» **Given passage**
BEGIN

Wayne P. Stevens (1944 - 1993) was an American software engineer, consultant, author, pioneer, and advocate of the practical application of software methods and tools.

== Life & Work ==
Stevens grew up in Missouri, spent two years in India, where he attended the Woodstock School, and earned his M.S. in Electrical Engineering from MIT in 1967. He eventually became the chief architect of application development methodology for IBM's consulting group. The annual Stevens Award Lecture on Software Development Methods is named after him.

He belonged to the IEEE and the ACM as well as the following honorary societies: Tau Beta Pi, Sigma Xi, and Eta Kappa Nu.

He wrote a seminal paper on Structured Design, with Larry Constantine and Glenford Myers, and was the author of a number of books and articles on application design methodologies. He also worked with John Paul Morrison to refine and promote the concepts of what is now called Flow-based programming, including descriptions of FBP in several of these references.

== Publications ==
Stevens published several articles and books, including:
- 1982. How Data Flow can Improve Application Development Productivity, IBM System Journal, Vol. 21, No. 2.
- 1981. Using Structured Design: How to make Programs Simple, Changeable, Flexible and Reusable, John Wiley and Sons.
- 1985. Using Data Flow for Application Development. Byte
- 1990. Software Design - Concepts and Methods, Practical Software Engineering Series, Ed. Allen Macro, Prentice Hall.

- Articles, a selection
- Stevens, W. P. (1974). "Structured design"
- 1988. "Integrating Applications with SAA (Systems Application Architecture)". With L.A. Buchwald & R. W. Davison. In: IBM Systems Journal, Vol 27 No 3, pp 315–324, 1988
- 1991. "Structured Design, Structured Analysis, and Structured Programming". In: American Programmer, Nov. 1991.
- 1994. "Data Flow Analysis and Design". In: Encyclopedia of Software Engineering. John J. Marciniak, Editor-in-Chief, Volume 1, pp 242 – 247, John Wiley & Sons, Inc, 1994.

END

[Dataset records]
BEGIN

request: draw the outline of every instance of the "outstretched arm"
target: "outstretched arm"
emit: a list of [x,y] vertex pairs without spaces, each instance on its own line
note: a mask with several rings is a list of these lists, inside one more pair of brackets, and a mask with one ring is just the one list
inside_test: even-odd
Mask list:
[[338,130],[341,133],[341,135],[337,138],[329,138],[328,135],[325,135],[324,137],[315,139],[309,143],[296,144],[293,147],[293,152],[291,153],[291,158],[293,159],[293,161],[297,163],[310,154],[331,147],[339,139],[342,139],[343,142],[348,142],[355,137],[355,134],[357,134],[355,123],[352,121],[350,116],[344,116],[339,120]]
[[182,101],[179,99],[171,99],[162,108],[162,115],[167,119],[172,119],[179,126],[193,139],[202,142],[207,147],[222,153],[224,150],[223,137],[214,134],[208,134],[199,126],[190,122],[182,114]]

END

» **What you need to do**
Please list every organization or society that the Wayne P. Stevens biography says he belonged to.

» **Response for this exercise**
IEEE, ACM, Tau Beta Pi, Sigma Xi, Eta Kappa Nu